Dataset:
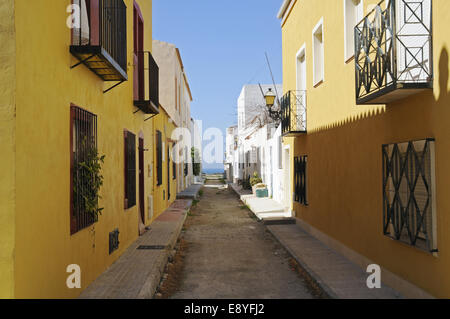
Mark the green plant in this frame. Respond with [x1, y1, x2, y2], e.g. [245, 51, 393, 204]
[250, 172, 262, 186]
[73, 139, 105, 220]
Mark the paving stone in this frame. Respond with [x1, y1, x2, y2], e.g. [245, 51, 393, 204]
[80, 200, 192, 299]
[266, 224, 402, 299]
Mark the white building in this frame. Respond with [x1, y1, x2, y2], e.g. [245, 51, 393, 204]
[225, 85, 292, 212]
[224, 125, 238, 182]
[152, 40, 194, 192]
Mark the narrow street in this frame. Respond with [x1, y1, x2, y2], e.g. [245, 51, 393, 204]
[160, 180, 318, 299]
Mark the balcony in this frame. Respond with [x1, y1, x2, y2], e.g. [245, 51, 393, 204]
[70, 0, 128, 82]
[281, 91, 306, 137]
[355, 0, 433, 104]
[134, 51, 159, 114]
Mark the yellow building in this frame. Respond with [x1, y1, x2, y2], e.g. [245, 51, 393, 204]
[278, 0, 450, 298]
[0, 0, 183, 298]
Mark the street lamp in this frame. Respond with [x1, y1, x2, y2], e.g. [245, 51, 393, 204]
[264, 88, 275, 108]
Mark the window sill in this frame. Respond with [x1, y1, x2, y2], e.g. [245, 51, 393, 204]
[344, 54, 355, 64]
[313, 79, 323, 88]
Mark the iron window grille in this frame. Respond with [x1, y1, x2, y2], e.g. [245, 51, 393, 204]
[280, 91, 306, 136]
[70, 0, 128, 82]
[109, 229, 120, 255]
[134, 51, 159, 114]
[355, 0, 433, 104]
[294, 155, 308, 206]
[70, 106, 98, 234]
[382, 139, 437, 253]
[124, 131, 136, 209]
[156, 131, 163, 186]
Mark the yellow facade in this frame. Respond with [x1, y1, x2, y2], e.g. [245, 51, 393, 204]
[282, 0, 450, 298]
[0, 0, 183, 298]
[0, 0, 16, 298]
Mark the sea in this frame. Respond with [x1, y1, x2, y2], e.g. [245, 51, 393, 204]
[202, 168, 225, 175]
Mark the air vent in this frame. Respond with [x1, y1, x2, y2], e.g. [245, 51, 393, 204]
[137, 245, 166, 250]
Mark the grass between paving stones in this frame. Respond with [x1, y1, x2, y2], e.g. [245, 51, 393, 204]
[154, 200, 200, 299]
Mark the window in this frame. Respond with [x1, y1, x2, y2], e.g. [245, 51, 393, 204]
[344, 0, 364, 61]
[313, 19, 325, 86]
[294, 155, 308, 206]
[124, 131, 136, 209]
[70, 105, 98, 234]
[382, 139, 437, 253]
[156, 131, 163, 186]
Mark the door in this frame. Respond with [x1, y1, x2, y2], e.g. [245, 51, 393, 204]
[283, 149, 292, 211]
[167, 145, 170, 200]
[139, 138, 145, 234]
[133, 2, 145, 101]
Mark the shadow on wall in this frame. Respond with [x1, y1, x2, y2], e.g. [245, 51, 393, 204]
[437, 47, 448, 103]
[309, 46, 450, 134]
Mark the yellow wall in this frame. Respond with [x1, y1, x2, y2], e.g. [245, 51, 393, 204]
[0, 0, 16, 298]
[282, 0, 450, 297]
[7, 0, 160, 298]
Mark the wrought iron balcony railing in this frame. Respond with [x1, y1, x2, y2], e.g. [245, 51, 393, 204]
[281, 91, 306, 136]
[355, 0, 433, 104]
[70, 0, 128, 81]
[134, 51, 159, 114]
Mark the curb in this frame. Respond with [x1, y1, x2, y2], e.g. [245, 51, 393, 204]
[265, 225, 339, 299]
[143, 200, 192, 299]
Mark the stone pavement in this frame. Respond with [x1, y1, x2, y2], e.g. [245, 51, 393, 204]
[266, 224, 402, 299]
[169, 180, 315, 300]
[80, 199, 192, 299]
[177, 184, 203, 200]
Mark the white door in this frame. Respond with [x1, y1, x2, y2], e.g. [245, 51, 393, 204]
[283, 149, 292, 211]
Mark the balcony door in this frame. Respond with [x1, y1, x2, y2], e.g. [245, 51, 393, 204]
[133, 2, 145, 101]
[294, 46, 306, 130]
[139, 138, 145, 235]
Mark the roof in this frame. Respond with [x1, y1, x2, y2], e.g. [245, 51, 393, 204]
[277, 0, 292, 19]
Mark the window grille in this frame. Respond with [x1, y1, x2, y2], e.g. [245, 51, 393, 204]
[70, 106, 98, 234]
[382, 139, 437, 252]
[294, 155, 308, 206]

Work to complete: Present the records above as a JSON list of strings, one string per line, skipping blank lines and leaving out the picture.

Correct result:
[
  "Mark the green plant in this frame. Respond with [x1, y1, x2, y2], e.g. [245, 51, 393, 204]",
  "[250, 172, 262, 186]",
  "[73, 139, 105, 220]",
  "Mark the paving stone in this frame. Respond with [x1, y1, x2, y2], e.g. [245, 51, 393, 204]",
  "[80, 200, 192, 299]",
  "[266, 224, 402, 299]",
  "Mark the white building in this frame. Respond with [x1, y1, x2, y2], e.g. [245, 51, 393, 204]",
  "[225, 85, 292, 212]",
  "[224, 125, 238, 182]",
  "[152, 40, 194, 192]",
  "Mark the narrow street in this frame. Respond with [x1, y1, x2, y2], e.g. [245, 51, 393, 204]",
  "[160, 180, 318, 299]",
  "Mark the balcony in this frame. Respond with [x1, y1, x2, y2], e.g. [245, 51, 393, 204]",
  "[70, 0, 128, 82]",
  "[281, 91, 306, 137]",
  "[355, 0, 433, 104]",
  "[134, 51, 159, 114]",
  "Mark the yellow building in this frame. Respond with [x1, y1, x2, y2], e.g. [245, 51, 393, 204]",
  "[278, 0, 450, 298]",
  "[0, 0, 183, 298]",
  "Mark the street lamp in this frame. Respond with [x1, y1, x2, y2], e.g. [245, 51, 393, 204]",
  "[264, 88, 275, 108]",
  "Mark the window sill in this frame. Respond with [x1, y1, x2, y2], e.g. [245, 51, 393, 204]",
  "[344, 54, 355, 64]",
  "[313, 79, 323, 88]",
  "Mark the iron window grille in this frame. Respond with [x1, y1, x2, y2], e.g. [245, 51, 393, 204]",
  "[280, 91, 306, 136]",
  "[70, 0, 128, 82]",
  "[109, 229, 120, 255]",
  "[134, 51, 159, 114]",
  "[355, 0, 433, 104]",
  "[294, 155, 308, 206]",
  "[70, 106, 98, 234]",
  "[382, 139, 437, 253]",
  "[124, 131, 136, 209]",
  "[156, 131, 163, 186]",
  "Mark the yellow facade in this frame. Respond with [x1, y1, x2, y2], e.g. [245, 51, 393, 204]",
  "[282, 0, 450, 298]",
  "[0, 0, 183, 298]",
  "[0, 0, 16, 298]",
  "Mark the sea in this frame. Respond with [x1, y1, x2, y2], e.g. [245, 51, 393, 204]",
  "[202, 168, 225, 175]",
  "Mark the air vent in this frame. Respond with [x1, y1, x2, y2], e.g. [245, 51, 393, 204]",
  "[137, 245, 166, 250]",
  "Mark the grass between paving stones in this frame. Respond with [x1, y1, x2, y2], e.g. [245, 51, 393, 204]",
  "[154, 200, 200, 299]",
  "Mark the window in this frame. Respond with [x1, y1, x2, y2], e.g. [245, 51, 393, 204]",
  "[344, 0, 364, 61]",
  "[313, 19, 325, 86]",
  "[294, 155, 308, 206]",
  "[124, 131, 136, 209]",
  "[70, 105, 98, 234]",
  "[382, 139, 437, 253]",
  "[156, 131, 163, 186]",
  "Mark the door in this frame. Respond with [x1, y1, x2, y2], e.g. [245, 51, 393, 204]",
  "[283, 149, 292, 211]",
  "[167, 145, 170, 200]",
  "[139, 138, 145, 234]",
  "[133, 2, 145, 101]",
  "Mark the shadow on wall in this frame. Respond with [x1, y1, x2, y2], e.g. [245, 51, 393, 204]",
  "[437, 47, 448, 103]",
  "[309, 46, 450, 134]",
  "Mark the yellow wall in this frame. Respond with [x1, y1, x2, y2], e.g. [245, 51, 393, 204]",
  "[0, 0, 16, 298]",
  "[282, 0, 450, 297]",
  "[7, 0, 160, 298]",
  "Mark the wrought iron balcony railing in this frame. Respond with [x1, y1, x2, y2], e.g. [245, 51, 393, 204]",
  "[281, 91, 306, 136]",
  "[355, 0, 433, 104]",
  "[70, 0, 128, 81]",
  "[134, 51, 159, 114]",
  "Mark the curb in this frame. Respond with [x1, y1, x2, y2], e.g. [245, 51, 393, 204]",
  "[265, 225, 339, 299]",
  "[143, 200, 192, 299]",
  "Mark the stone pavement in this frame. Respond with [x1, y1, x2, y2], e.g. [245, 51, 393, 204]",
  "[266, 224, 402, 299]",
  "[169, 180, 315, 300]",
  "[80, 199, 192, 299]",
  "[177, 184, 203, 200]",
  "Mark the white door in this frame. Respond with [x1, y1, x2, y2], e.g. [245, 51, 393, 204]",
  "[283, 149, 292, 211]",
  "Mark the balcony door in this frame. Respond with [x1, y1, x2, y2], e.g. [245, 51, 393, 204]",
  "[133, 2, 145, 101]",
  "[294, 46, 306, 130]",
  "[139, 138, 145, 235]",
  "Mark the roof in this frame. Respond with [x1, y1, x2, y2], e.g. [245, 51, 393, 204]",
  "[277, 0, 292, 19]",
  "Mark the window grille in this frame. Respond with [x1, y1, x2, y2], e.g. [245, 51, 393, 204]",
  "[70, 106, 98, 234]",
  "[382, 139, 437, 252]",
  "[294, 155, 308, 206]"
]